— STATED TASK —
Lay out the records starting at the line containing "Where can the ocean" and ending at the line containing "point(423, 225)" as a two-column CSV with the header input,output. Give one row per record, with its text under input and its answer under output, each in a single quoted field with line breaks replaced by spaces.

+++ RAW RECORDS +++

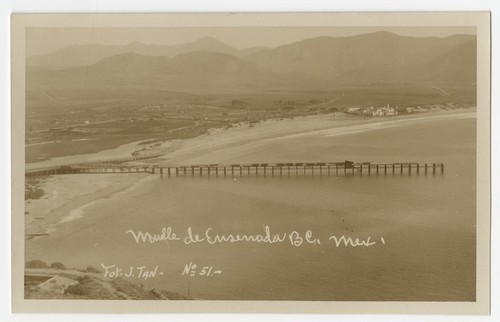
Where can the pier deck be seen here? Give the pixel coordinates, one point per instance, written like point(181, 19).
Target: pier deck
point(258, 169)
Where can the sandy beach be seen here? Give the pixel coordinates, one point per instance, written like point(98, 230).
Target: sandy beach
point(86, 216)
point(67, 196)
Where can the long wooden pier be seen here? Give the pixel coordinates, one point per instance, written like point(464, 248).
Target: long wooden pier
point(258, 169)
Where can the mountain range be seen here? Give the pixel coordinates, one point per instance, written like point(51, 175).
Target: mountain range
point(379, 57)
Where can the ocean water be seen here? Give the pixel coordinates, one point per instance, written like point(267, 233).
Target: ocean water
point(423, 225)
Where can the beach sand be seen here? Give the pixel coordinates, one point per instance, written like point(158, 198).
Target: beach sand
point(428, 226)
point(66, 197)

+++

— FINISHED EXERCISE —
input,output
"Where can the ocean water be seen here? Give the pixel coordinates, one point per instance, written like point(267, 233). Target: ocean water","point(423, 225)"